■ **WRITTEN TASK 1**: Count the lines in the entries below that contain the string "facade", with case counting, and give only that number.

■ **PAGE**:
Luke’s ethnographic case study of a STEM program, Science Without Borders, for
Brazilian students to study STEM in Canada offers yet another perspective on
the neoliberalization of language education the world over. This chapter
illustrates the different expectations that both students and educators have
with regard to such international programs, where a program that was meant to
educate Brazilian students in their respective STEM fields instead became an
English language program that focused on scores not competence. Luke notes
that neoliberal discourses of competition and entrepreneurship emerged in this
program as a result of sending Brazilian students to some of the best
universities in the world where neoliberal discourses have already persisted.
Students noted that language learning emerged as an expected requirement and
the goal of the program in Canada . English was expected to be the outcome of
the program, not STEM education. Hence a program that was meant to enable
Brazilian students to be competitive in terms of STEM fields globally
(neoliberal globalism), shifted into a program that fostered individual
competition (neoliberal competition).

■ **WRITTEN TASK 2**: Return the portion of the Science Without Borders passage from "Luke’s ethnographic case" up to and including "have already persisted.", copied word for word.

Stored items
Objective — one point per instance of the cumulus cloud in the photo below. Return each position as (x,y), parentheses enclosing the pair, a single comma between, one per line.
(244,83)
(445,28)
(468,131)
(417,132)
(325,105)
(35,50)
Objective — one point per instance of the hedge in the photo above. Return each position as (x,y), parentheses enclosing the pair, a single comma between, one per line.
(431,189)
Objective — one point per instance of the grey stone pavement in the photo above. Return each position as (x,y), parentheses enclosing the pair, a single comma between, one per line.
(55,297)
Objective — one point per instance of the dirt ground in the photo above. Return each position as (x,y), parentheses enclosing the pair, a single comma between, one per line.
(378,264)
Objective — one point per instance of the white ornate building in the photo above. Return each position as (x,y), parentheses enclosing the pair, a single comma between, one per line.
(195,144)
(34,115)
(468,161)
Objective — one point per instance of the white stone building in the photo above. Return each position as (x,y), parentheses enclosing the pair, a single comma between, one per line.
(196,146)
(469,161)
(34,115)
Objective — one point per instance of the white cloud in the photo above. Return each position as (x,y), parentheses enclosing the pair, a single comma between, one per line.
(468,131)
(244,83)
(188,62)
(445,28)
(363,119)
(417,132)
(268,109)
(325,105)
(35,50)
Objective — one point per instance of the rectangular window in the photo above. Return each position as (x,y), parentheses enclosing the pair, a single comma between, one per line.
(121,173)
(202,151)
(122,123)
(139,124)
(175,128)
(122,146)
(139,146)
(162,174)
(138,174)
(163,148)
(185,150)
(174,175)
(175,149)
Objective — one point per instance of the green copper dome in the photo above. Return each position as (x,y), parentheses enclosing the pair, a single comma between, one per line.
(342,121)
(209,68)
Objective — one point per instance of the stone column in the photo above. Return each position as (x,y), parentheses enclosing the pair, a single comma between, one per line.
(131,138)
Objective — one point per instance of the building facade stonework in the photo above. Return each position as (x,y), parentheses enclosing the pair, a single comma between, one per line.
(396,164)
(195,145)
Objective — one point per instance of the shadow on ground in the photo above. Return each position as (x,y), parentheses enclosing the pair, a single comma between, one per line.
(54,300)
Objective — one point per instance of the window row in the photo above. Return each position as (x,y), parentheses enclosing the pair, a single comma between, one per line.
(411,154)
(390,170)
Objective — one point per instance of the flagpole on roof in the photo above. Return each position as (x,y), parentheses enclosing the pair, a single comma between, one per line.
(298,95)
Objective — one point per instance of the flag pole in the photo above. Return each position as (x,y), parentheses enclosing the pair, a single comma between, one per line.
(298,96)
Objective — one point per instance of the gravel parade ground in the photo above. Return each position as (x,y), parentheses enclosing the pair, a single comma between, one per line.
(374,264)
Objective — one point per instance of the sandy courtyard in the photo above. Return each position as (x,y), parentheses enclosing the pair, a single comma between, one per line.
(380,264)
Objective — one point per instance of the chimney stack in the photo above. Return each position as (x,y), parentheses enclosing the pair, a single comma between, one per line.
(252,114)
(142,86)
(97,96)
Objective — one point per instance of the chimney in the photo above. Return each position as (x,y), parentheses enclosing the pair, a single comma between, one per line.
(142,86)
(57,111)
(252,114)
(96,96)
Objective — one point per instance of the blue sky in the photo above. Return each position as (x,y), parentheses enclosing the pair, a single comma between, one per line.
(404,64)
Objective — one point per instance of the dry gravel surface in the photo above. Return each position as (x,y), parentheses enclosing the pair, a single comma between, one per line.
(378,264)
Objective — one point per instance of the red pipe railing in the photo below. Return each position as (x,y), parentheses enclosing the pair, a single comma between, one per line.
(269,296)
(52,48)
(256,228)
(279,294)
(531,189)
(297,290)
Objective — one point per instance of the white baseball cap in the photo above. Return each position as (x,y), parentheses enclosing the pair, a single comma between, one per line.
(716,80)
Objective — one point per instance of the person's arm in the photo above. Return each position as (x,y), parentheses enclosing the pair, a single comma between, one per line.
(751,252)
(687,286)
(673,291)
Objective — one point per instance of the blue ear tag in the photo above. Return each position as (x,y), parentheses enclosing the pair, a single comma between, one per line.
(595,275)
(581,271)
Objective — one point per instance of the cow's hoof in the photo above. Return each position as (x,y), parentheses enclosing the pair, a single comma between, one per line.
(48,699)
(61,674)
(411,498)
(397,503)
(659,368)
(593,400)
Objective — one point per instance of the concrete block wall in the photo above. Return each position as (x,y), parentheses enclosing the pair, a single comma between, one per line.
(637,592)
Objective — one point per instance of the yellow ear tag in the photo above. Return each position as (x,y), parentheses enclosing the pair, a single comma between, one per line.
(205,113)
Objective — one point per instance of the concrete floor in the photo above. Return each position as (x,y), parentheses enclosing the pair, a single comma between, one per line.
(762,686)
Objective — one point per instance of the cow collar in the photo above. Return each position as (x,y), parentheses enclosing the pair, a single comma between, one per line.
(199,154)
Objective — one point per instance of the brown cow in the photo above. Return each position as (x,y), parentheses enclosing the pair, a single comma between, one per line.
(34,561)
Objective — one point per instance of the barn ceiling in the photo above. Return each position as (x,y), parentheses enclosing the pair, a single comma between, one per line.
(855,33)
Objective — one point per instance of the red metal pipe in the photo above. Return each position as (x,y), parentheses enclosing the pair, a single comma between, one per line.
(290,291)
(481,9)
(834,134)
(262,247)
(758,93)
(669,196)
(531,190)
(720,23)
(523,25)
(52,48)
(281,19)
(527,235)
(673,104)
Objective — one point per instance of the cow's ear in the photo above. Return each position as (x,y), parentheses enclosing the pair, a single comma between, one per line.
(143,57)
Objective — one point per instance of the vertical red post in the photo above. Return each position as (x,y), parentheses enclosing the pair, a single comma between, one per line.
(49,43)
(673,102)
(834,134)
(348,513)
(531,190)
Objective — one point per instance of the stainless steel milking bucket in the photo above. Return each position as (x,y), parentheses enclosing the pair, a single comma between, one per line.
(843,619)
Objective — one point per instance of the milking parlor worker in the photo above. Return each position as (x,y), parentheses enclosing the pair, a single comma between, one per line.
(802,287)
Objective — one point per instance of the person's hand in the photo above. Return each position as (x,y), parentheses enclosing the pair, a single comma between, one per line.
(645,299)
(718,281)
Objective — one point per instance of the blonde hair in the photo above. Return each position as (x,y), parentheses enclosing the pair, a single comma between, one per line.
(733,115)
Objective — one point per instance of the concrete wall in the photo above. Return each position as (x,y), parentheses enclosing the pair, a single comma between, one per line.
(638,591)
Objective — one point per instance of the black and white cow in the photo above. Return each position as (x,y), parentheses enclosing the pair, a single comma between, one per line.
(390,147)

--

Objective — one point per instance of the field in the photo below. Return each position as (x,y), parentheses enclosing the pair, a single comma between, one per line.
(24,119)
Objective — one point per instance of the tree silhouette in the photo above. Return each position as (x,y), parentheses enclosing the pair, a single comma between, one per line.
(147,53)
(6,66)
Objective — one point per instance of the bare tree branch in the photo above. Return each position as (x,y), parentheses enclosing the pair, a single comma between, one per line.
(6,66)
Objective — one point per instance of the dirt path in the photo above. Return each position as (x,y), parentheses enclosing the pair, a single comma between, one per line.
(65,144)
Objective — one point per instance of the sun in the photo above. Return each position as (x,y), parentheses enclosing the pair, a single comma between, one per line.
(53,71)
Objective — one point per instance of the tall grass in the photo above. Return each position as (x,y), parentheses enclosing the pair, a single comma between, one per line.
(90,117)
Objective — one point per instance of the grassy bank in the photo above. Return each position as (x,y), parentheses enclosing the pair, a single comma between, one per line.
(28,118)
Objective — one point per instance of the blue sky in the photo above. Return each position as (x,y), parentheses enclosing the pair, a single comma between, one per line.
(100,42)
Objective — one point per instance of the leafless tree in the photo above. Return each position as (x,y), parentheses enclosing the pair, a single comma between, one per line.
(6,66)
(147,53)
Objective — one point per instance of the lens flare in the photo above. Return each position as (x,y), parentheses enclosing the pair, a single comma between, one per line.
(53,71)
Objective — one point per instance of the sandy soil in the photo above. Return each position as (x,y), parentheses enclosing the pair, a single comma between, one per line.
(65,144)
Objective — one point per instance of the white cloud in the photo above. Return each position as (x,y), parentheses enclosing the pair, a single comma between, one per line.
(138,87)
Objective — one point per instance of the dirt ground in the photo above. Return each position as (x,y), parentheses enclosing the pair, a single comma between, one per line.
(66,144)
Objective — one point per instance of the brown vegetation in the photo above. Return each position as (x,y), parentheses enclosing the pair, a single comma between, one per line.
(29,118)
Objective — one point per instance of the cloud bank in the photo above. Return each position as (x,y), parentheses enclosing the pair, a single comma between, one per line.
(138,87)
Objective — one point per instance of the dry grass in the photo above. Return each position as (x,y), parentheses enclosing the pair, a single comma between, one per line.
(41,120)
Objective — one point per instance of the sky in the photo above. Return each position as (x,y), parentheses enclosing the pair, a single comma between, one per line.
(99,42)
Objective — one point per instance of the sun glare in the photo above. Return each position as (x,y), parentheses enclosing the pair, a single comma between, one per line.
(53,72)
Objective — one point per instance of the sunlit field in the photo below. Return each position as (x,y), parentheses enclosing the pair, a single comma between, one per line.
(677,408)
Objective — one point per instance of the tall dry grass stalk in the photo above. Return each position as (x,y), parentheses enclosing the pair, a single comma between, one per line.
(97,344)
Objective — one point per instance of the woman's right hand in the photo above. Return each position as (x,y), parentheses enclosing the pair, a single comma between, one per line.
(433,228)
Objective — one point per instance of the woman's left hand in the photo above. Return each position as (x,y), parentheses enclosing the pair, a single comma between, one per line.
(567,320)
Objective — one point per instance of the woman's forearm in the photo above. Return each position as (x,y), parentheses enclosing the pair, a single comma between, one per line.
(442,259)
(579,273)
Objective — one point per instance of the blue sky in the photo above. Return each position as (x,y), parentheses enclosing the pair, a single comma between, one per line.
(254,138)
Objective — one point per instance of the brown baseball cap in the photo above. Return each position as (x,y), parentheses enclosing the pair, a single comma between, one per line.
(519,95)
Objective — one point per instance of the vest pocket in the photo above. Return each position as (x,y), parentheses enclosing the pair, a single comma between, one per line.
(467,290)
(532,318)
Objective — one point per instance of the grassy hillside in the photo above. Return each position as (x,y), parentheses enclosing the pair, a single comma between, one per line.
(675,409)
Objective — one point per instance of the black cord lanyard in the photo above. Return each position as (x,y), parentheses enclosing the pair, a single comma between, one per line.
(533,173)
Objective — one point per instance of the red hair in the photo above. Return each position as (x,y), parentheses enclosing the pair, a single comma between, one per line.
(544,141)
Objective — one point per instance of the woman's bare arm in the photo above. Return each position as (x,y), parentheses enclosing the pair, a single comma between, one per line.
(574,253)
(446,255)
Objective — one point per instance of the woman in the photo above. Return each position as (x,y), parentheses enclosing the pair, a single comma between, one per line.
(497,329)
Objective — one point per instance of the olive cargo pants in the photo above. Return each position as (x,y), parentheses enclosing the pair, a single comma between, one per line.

■ **FINAL RESULT 1**: 1

■ **FINAL RESULT 2**:
Luke’s ethnographic case study of a STEM program, Science Without Borders, for
Brazilian students to study STEM in Canada offers yet another perspective on
the neoliberalization of language education the world over. This chapter
illustrates the different expectations that both students and educators have
with regard to such international programs, where a program that was meant to
educate Brazilian students in their respective STEM fields instead became an
English language program that focused on scores not competence. Luke notes
that neoliberal discourses of competition and entrepreneurship emerged in this
program as a result of sending Brazilian students to some of the best
universities in the world where neoliberal discourses have already persisted.